▶ _PREGUNTAS DE COMPRENSIÓN_
• A. Responde brevemente estas preguntas sobre el fragmento:
(i) ¿Qué empiezan a hacer los contagios cuando pasa el solsticio?
(ii) ¿Con qué se alienta el espíritu de la voz que narra?
(iii) ¿Dónde está la flor ante la que se suspende el colibrí?
• B. Indica si cada afirmación concuerda con el fragmento y cita las palabras exactas que lo deciden:
(i) El desenfreno egoísta nos hunde en un receso menos devastador que la peste.
(ii) El colibrí bate las alas suspendido ante una flor.
(iii) El espíritu de la voz que narra decae con el optimismo.
• C. Transcribe literalmente la parte del fragmento que va de "Indiferente de aquello, un" a "con vivaces movimientos.", ambos incluidos.

▶ _FRAGMENTO DADO_

+ + + + + + +

Pero…,El solsticio pasa y queda una buena noticia, los contagios empiezan a declinar, y se interna en cada uno de nosotros un luminoso rayo de esperanza, y aunque desconfiados optamos por la prudencia, cuando se desvanece el miedo y la luz brota horadando atávicas suspicacias, en nuestro cerebro, que incluso ante los mayores temores nunca extravió su hostilidad, se perpetúa la lucha por el poder, y ante la vista de una luz de esperanza que se expande al final del túnel que aún recorremos, se desata en nuestros líderes - antes de liberarnos del claustro – toda la fuerza de un belicoso carácter que viajando a través de un misterioso recorrido se instaló en nuestros genes y se desparramó desde ahí, hacia nuestro cerebro.
 
Y aquel desenfreno egoísta, ajeno a la unidad - única forma de llevar adelante un proceso colectivo de progreso – nos hunde en un receso más devastador que la peste.
En contra a la mayoría, me ocurre que mi espíritu se alienta con la envidia y el pesimismo, y decae con la lisonja y el optimismo.
Indiferente de aquello, un colibrí no cesa de venir a saludarme, lo hace a través de instantáneas ráfagas, bate las alas, suspendido, ante una flor adherida a mi ventana, y se desplaza luego con vivaces movimientos.

+ + + + + + +

▶ _ÍTEMS PROPORCIONADOS_
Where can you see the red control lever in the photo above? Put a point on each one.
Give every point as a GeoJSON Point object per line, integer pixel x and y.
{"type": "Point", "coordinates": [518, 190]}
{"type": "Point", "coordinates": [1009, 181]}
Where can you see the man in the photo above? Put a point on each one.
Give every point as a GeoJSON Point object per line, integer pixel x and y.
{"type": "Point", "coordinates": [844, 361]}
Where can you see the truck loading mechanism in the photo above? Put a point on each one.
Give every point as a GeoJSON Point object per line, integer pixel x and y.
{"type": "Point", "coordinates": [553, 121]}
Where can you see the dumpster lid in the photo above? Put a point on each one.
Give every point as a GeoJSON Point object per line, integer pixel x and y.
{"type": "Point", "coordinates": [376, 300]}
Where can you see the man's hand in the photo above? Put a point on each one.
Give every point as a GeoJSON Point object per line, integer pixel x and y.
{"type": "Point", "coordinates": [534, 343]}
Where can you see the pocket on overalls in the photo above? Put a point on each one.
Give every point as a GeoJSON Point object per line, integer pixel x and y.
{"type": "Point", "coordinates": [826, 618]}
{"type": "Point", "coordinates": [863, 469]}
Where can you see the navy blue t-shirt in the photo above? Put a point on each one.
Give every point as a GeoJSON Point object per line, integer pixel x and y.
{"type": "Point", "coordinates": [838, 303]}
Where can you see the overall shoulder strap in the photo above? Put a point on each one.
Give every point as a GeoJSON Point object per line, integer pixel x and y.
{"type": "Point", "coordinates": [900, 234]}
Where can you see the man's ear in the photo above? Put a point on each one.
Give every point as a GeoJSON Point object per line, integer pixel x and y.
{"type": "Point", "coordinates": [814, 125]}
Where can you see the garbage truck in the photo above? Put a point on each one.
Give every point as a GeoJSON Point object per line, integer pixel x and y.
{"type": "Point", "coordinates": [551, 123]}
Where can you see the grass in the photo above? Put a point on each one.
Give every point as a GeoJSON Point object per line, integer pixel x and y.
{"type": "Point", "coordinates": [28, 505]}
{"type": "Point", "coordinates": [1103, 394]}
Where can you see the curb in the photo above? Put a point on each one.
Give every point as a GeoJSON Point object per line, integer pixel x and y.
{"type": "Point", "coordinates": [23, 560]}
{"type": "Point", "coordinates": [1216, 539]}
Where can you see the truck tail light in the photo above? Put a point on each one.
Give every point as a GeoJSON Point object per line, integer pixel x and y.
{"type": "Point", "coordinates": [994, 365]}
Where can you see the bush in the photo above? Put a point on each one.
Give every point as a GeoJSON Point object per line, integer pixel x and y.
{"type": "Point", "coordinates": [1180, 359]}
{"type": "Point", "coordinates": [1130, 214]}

+ + + + + + +

▶ _RESPUESTAS_
• A.
(i) Empiezan a declinar.
(ii) Con la envidia y el pesimismo.
(iii) Adherida a la ventana de la voz que narra.

• B.
(i) No: "nos hunde en un receso más devastador que la peste".
(ii) Sí: "bate las alas, suspendido, ante una flor adherida a mi ventana".
(iii) Sí: "decae con la lisonja y el optimismo".

• C.
Indiferente de aquello, un colibrí no cesa de venir a saludarme, lo hace a través de instantáneas ráfagas, bate las alas, suspendido, ante una flor adherida a mi ventana, y se desplaza luego con vivaces movimientos.